*KUTIPAN TEKS*
★ ★ ★ ★ ★ ★ ★

Al-Baqarah Ayat 206
وَاِذَا قِيْلَ لَهُ اتَّقِ اللّٰهَ اَخَذَتْهُ الْعِزَّةُ بِالْاِثْمِ فَحَسْبُهٗ جَهَنَّمُ ۗ وَلَبِئْسَ الْمِهَادُ ( البقرة: ٢٠٦ )
Wa 'Idhā Qīla Lahu Attaqi Allāha 'Akhadhat/hu Al-`Izzatu Bil-'Ithmi Faĥasbuhu Jahannamu Wa Labi'sa Al-Mihādu. (al-Baq̈arah 2:206)
Artinya:
Dan apabila dikatakan kepadanya, “Bertakwalah kepada Allah,” bangkitlah kesombongannya untuk berbuat dosa. Maka pantaslah baginya neraka Jahanam, dan sungguh (Jahanam itu) tempat tinggal yang terburuk. (QS. [2] Al-Baqarah : 206)
1 Tafsir Ringkas Kemenag
Dan apabila dikatakan kepadanya," Bertakwalah kepada Allah", yakni jangan melakukan perbuatan atau mengucapkan perkataan yang menyebabkan turunnya azab Allah, maka bangkitlah kesombongannya untuk berbuat dosa, ia mengabaikan seruan itu dan dengan sombong ia berbuat dosa, tidak takut kepada ancaman Allah. Maka pantaslah baginya neraka Jahanam, dan sungguh Jahanam itu tempat tinggal yang terburuk.
2 Tafsir Lengkap Kemenag
Orang-orang yang sudah rusak moralnya, apabila diperingatkan dan dinasihati agar mereka bertakwa kepada Allah dan meninggalkan sifat-sifat jeleknya, mereka marah dan terus bangkit memperlihatkan kesombongan dan keangkuhannya, menonjolkan sifat-sifat jahiliah dan watak setaniyahnya. Dengan nasihat dan peringatan tadi, mereka merasa terhina dan menganggap bahwa nasihat dan peringatan itu tidak pantas dan tidak layak baginya, karena ketinggian pangkat dan kedudukanya. Mereka tidak segan-segan berbuat maksiat dan dosa.

★ ★ ★ ★ ★ ★ ★

*LATIHAN A*
Sebutkan semua subjudul dalam teks tentang Al-Baqarah ayat 206, selain judul utamanya.
Teks di atas dan catatan sesudahnya diambil dari sumber yang berbeda.

★ ★ ★ ★ ★ ★ ★

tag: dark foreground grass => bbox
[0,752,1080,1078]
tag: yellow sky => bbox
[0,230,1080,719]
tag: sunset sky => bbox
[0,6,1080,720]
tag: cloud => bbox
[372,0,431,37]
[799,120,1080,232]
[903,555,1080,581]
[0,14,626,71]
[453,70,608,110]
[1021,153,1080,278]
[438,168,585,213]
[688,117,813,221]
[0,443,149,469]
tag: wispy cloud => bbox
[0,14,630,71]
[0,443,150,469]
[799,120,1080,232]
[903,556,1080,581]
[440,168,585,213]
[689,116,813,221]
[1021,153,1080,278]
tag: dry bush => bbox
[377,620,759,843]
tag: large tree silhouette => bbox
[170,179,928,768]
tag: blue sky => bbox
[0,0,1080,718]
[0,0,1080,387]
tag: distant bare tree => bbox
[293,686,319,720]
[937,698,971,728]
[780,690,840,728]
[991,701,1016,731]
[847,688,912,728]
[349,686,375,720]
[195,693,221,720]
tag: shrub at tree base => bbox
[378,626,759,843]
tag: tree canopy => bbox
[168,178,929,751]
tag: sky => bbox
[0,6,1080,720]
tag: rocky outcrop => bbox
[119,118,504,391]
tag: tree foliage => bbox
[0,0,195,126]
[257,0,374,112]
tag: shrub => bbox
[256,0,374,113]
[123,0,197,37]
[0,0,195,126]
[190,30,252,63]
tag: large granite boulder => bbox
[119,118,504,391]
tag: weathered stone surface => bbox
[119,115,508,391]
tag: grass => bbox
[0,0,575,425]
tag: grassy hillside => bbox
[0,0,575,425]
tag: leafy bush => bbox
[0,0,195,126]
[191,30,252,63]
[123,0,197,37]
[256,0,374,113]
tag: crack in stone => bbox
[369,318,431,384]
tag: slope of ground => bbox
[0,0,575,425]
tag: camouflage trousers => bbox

★ ★ ★ ★ ★ ★ ★

*LATIHAN B*
Kembalikan baris-baris catatan tanpa perubahan apa pun, dimulai dari baris yang memuat "tag: tree foliage => bbox" dan diakhiri pada baris terakhir catatan.

*JAWABAN TERTULIS A*
Artinya
Tafsir Ringkas Kemenag
Tafsir Lengkap Kemenag

*JAWABAN TERTULIS B*
tag: tree foliage => bbox
[0,0,195,126]
[257,0,374,112]
tag: shrub => bbox
[256,0,374,113]
[123,0,197,37]
[0,0,195,126]
[190,30,252,63]
tag: large granite boulder => bbox
[119,118,504,391]
tag: weathered stone surface => bbox
[119,115,508,391]
tag: grass => bbox
[0,0,575,425]
tag: grassy hillside => bbox
[0,0,575,425]
tag: leafy bush => bbox
[0,0,195,126]
[191,30,252,63]
[123,0,197,37]
[256,0,374,113]
tag: crack in stone => bbox
[369,318,431,384]
tag: slope of ground => bbox
[0,0,575,425]
tag: camouflage trousers => bbox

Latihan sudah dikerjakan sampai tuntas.